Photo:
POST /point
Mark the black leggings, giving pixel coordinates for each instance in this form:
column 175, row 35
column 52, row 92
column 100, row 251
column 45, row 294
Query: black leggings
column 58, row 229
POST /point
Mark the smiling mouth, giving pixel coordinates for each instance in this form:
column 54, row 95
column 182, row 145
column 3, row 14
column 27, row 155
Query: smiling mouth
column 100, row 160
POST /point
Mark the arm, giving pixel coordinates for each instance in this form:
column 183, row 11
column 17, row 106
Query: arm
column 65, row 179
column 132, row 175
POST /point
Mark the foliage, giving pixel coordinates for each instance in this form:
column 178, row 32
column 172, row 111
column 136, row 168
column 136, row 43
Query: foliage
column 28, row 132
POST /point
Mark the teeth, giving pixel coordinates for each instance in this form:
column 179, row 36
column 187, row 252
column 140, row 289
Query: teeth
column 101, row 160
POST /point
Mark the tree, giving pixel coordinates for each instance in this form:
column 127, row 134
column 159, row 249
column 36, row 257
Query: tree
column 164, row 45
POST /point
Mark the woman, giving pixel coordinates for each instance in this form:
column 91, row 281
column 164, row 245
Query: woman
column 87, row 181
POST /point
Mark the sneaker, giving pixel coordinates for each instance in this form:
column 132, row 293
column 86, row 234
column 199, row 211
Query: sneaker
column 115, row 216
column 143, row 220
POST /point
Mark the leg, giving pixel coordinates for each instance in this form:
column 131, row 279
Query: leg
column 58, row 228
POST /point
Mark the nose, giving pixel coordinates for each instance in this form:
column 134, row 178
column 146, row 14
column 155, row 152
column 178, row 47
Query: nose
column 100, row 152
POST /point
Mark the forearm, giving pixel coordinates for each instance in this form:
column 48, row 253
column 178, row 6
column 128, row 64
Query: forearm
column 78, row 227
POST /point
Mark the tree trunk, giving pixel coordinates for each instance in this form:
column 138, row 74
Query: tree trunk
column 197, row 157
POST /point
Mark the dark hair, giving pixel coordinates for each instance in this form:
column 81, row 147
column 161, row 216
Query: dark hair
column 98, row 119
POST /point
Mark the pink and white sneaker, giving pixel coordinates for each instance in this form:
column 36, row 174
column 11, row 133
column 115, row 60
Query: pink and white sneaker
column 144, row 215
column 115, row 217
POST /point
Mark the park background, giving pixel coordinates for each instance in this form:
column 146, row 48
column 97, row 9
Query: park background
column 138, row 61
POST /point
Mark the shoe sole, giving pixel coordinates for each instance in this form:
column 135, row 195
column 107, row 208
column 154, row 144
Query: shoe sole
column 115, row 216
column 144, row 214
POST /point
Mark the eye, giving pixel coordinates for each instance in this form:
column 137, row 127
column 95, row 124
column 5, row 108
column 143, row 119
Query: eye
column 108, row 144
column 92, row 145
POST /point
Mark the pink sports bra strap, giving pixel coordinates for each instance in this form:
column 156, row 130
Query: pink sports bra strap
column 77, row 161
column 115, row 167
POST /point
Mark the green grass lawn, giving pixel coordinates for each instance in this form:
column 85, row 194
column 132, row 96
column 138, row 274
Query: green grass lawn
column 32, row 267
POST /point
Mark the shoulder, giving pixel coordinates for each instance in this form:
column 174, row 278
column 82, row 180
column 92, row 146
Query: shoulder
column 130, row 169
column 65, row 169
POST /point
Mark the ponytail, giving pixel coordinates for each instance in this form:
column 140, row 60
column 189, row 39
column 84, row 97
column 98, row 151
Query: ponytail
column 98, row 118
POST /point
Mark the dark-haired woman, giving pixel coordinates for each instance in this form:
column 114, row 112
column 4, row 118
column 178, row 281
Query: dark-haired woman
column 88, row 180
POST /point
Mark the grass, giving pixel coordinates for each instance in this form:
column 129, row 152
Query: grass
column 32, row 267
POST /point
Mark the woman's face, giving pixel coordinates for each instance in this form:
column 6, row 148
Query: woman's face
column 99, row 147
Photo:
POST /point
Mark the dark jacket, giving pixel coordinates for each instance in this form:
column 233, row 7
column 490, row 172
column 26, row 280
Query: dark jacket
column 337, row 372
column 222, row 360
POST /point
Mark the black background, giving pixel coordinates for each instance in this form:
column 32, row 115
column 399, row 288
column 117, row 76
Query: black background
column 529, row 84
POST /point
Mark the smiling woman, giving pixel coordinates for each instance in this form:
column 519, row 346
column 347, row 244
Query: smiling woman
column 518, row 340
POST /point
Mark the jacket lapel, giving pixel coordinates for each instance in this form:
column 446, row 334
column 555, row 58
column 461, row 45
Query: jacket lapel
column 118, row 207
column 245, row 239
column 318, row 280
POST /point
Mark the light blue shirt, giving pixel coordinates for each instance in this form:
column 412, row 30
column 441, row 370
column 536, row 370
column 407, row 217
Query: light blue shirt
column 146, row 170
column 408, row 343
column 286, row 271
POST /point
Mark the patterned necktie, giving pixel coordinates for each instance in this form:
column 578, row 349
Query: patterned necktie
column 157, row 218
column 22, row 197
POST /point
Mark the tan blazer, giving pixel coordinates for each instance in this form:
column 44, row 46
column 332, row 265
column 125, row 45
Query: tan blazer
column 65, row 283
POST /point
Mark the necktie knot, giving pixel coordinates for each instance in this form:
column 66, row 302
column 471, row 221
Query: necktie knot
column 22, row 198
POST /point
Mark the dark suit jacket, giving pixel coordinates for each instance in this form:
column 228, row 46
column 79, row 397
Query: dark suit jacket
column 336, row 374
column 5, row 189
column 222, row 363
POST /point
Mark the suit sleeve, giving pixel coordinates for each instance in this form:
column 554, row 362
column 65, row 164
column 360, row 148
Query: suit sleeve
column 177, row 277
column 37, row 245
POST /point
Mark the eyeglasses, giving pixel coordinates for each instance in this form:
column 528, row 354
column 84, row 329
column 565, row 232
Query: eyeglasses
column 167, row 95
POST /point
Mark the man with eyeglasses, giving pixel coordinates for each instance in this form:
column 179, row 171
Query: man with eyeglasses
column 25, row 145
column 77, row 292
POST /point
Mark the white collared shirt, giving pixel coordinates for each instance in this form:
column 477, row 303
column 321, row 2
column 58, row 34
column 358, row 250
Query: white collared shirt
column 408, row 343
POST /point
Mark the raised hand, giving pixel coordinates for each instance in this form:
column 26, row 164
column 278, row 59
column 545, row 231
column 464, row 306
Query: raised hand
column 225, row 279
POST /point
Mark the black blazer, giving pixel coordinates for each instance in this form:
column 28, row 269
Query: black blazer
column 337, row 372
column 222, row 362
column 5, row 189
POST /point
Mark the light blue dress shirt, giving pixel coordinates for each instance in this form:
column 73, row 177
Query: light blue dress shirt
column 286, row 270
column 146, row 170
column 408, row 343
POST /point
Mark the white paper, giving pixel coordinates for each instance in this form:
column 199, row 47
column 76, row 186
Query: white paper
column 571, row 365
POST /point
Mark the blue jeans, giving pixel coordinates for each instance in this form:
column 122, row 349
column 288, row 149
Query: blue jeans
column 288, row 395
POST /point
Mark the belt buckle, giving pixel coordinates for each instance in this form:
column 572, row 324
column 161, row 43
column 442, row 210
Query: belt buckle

####################

● **Exercise objective**
Which lines above contain the word "buckle"? Copy each one.

● **Your solution**
Mark the belt buckle, giving pixel coordinates for each instance in this form:
Query: belt buckle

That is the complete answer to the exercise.